- Exercise details
Only the lines holding the string "passenger" are needed; copy each of them from the data.

[Region pointing data]

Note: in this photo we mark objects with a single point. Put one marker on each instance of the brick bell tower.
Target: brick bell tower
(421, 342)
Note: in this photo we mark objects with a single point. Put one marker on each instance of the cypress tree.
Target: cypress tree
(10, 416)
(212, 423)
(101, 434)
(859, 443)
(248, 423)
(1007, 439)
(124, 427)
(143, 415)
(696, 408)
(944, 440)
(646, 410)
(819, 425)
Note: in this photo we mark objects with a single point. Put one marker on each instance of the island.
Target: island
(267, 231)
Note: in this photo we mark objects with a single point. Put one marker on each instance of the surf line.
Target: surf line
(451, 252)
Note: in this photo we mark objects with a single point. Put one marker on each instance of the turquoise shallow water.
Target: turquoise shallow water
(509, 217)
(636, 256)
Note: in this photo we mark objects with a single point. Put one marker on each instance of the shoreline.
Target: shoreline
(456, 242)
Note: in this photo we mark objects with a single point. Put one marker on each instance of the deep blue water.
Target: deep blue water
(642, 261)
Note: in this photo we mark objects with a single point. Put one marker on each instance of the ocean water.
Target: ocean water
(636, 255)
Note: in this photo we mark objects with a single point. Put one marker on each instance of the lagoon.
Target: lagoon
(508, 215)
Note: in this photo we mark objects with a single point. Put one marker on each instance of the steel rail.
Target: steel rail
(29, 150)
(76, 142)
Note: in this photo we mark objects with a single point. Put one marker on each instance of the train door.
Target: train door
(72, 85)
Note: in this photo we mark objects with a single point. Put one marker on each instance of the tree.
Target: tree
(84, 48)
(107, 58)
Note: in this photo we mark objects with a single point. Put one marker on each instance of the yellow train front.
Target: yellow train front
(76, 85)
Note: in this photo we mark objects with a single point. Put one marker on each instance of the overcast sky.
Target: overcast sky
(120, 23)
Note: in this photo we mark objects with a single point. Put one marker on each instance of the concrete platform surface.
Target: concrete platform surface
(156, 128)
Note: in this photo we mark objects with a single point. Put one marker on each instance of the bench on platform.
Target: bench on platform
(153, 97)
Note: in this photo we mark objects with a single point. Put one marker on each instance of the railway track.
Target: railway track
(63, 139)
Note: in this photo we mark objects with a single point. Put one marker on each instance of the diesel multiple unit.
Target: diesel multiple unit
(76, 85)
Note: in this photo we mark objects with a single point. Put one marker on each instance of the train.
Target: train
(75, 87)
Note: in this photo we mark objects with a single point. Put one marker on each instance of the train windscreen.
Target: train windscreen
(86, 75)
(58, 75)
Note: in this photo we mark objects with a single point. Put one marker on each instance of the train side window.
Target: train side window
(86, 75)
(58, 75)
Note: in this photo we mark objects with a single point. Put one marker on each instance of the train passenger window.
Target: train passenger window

- Answer to this task
Note: in this photo we mark objects with a single point. Put one marker on each instance of the train passenger window.
Target: train passenger window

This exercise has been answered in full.